Exercise directions = Return all of the records below verbatim.

Data for analysis =
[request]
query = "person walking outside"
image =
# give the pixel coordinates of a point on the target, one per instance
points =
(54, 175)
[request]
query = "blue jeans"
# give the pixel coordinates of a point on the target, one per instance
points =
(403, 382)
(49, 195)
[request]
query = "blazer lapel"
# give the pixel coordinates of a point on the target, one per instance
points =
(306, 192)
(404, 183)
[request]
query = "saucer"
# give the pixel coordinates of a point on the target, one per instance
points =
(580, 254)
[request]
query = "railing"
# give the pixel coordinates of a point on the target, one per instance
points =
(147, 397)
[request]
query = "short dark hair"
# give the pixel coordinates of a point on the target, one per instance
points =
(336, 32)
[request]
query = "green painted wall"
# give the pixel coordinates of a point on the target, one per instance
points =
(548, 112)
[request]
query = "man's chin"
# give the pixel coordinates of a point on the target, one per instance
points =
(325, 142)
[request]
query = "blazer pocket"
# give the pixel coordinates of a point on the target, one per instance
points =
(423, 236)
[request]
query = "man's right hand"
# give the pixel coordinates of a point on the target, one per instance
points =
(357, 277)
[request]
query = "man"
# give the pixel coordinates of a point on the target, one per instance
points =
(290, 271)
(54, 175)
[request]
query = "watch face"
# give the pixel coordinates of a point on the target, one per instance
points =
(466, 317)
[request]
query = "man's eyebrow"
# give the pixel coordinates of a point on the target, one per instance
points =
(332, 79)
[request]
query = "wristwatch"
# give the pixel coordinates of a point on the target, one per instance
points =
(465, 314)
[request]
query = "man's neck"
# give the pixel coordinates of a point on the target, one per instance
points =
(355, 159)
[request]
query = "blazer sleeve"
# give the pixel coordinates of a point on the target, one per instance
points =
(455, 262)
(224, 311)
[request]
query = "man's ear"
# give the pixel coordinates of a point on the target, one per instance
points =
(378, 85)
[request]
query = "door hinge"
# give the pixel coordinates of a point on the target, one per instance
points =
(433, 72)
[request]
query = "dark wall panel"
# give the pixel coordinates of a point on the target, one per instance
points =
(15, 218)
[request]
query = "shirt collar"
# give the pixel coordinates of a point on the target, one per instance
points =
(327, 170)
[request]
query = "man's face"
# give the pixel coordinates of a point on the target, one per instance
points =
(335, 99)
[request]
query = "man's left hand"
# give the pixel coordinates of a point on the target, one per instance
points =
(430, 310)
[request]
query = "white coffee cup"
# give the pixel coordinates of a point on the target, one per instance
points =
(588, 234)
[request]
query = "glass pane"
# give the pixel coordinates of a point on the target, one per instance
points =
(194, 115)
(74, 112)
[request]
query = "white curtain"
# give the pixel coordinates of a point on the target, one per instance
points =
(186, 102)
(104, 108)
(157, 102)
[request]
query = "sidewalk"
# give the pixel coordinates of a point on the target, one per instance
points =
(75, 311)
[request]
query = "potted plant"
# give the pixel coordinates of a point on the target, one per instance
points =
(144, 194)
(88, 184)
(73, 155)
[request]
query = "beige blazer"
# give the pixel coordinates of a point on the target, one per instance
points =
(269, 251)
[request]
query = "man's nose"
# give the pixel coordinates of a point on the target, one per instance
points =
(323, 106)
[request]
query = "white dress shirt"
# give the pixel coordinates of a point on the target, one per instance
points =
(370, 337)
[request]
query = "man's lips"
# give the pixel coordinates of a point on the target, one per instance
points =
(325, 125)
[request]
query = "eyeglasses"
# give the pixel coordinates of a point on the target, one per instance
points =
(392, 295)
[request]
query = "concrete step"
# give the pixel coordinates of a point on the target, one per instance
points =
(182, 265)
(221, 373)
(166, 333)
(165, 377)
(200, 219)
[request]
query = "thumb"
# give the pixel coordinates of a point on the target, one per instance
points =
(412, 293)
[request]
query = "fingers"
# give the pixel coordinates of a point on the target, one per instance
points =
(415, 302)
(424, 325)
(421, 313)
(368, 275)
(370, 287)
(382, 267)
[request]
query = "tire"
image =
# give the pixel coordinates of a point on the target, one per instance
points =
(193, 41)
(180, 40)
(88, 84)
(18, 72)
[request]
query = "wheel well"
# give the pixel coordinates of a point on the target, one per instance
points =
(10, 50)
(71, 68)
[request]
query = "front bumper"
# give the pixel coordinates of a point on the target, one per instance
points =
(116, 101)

Answer to the problem =
[request]
query = "person walking outside"
image =
# give the pixel coordinates of a point on the target, one per instance
points =
(54, 175)
[request]
query = "blue jeans"
# give the pixel coordinates of a point on the target, one per instance
points =
(403, 382)
(49, 195)
[request]
query = "blazer lapel"
# give the pixel coordinates of a point on the target, one per instance
points =
(306, 192)
(404, 183)
[request]
query = "saucer"
# give the pixel coordinates of a point on the target, one per instance
points =
(580, 254)
[request]
query = "railing"
# give the pixel coordinates of a point on the target, one per instance
points =
(147, 397)
[request]
query = "short dark hair"
# give the pixel coordinates of a point on the target, one per instance
points =
(336, 32)
[request]
query = "green painted wall"
# give the pixel coordinates of a point on the target, one per instance
points =
(548, 112)
[request]
query = "man's chin"
# give the pixel coordinates of a point on the target, one per instance
points =
(325, 142)
[request]
query = "blazer pocket"
# give the pixel coordinates of a point on the target, one per instance
points =
(423, 236)
[request]
query = "man's right hand"
# give the pixel coordinates of a point on the target, one per instance
points =
(357, 277)
[request]
query = "man"
# give the pixel coordinates of a point on the target, one per instance
points =
(290, 271)
(54, 175)
[request]
query = "watch face"
# give the pixel coordinates of a point on the target, one per instance
points =
(466, 317)
[request]
query = "man's eyebrow"
# give the pixel coordinates of a point on the target, one per instance
points =
(332, 79)
[request]
query = "wristwatch"
# give the pixel coordinates of a point on the target, one per instance
points =
(465, 314)
[request]
query = "man's neck"
# give the pixel coordinates of a point on the target, one per instance
points =
(355, 159)
[request]
query = "blazer sleeve"
# give the pixel coordinates of a point on the target, one per instance
points =
(455, 262)
(224, 311)
[request]
query = "man's ear"
# give the pixel coordinates of a point on the target, one per instance
points =
(378, 85)
[request]
query = "door hinge"
# give the pixel coordinates of a point on the target, one per instance
points =
(433, 72)
[request]
query = "dark wall panel"
# give the pixel coordinates of a point on the target, one per instance
points =
(15, 218)
[request]
query = "shirt collar"
# give the pixel coordinates of a point on the target, one per instance
points =
(327, 170)
[request]
query = "man's face"
# give the pixel coordinates of a point on the target, one per instance
points =
(335, 99)
[request]
query = "man's left hand"
# give the pixel coordinates of a point on the target, one per instance
points =
(430, 310)
[request]
query = "white coffee cup"
# give the pixel coordinates of a point on the target, one per instance
points =
(588, 234)
[request]
query = "glass pane"
# give the pixel coordinates of a point on the target, one per instance
points =
(194, 115)
(74, 112)
[request]
query = "white curtain"
# give the pixel coordinates of a point on the target, one per instance
points =
(186, 102)
(104, 108)
(157, 102)
[request]
query = "sidewalk"
# give the pixel coordinates of a point on the target, one per instance
points =
(75, 311)
[request]
query = "potted plant"
# give the pixel coordinates of a point on the target, one per instance
points =
(144, 194)
(88, 184)
(73, 155)
[request]
query = "beige blazer"
# give the pixel coordinates of a point on the target, one per instance
points =
(269, 251)
[request]
query = "man's nose"
# give the pixel coordinates of a point on the target, one per instance
points =
(323, 106)
[request]
query = "white dress shirt"
# give the pixel coordinates of a point on the target, one per instance
points =
(370, 337)
[request]
query = "man's lips"
# give the pixel coordinates of a point on the target, one per instance
points =
(325, 125)
[request]
query = "eyeglasses"
# give the pixel coordinates of a point on the target, one per instance
points =
(392, 295)
[request]
query = "concrete step"
# give the pixel coordinates of a point on the target, one per instance
points =
(182, 265)
(221, 373)
(166, 333)
(165, 377)
(200, 219)
[request]
query = "thumb"
# give the pixel coordinates of a point on the target, one per instance
points =
(412, 293)
[request]
query = "fingers"
# give the pixel coordinates of a point on the target, one per instance
points =
(415, 302)
(424, 325)
(421, 313)
(368, 275)
(370, 287)
(382, 267)
[request]
query = "tire"
image =
# give the pixel coordinates of a point on the target, one per instance
points =
(193, 41)
(180, 40)
(88, 84)
(18, 72)
[request]
query = "wheel well"
# give the pixel coordinates of a point on the target, one per instance
points =
(10, 50)
(71, 68)
[request]
query = "front bumper"
# give the pixel coordinates of a point on the target, one per instance
points =
(116, 101)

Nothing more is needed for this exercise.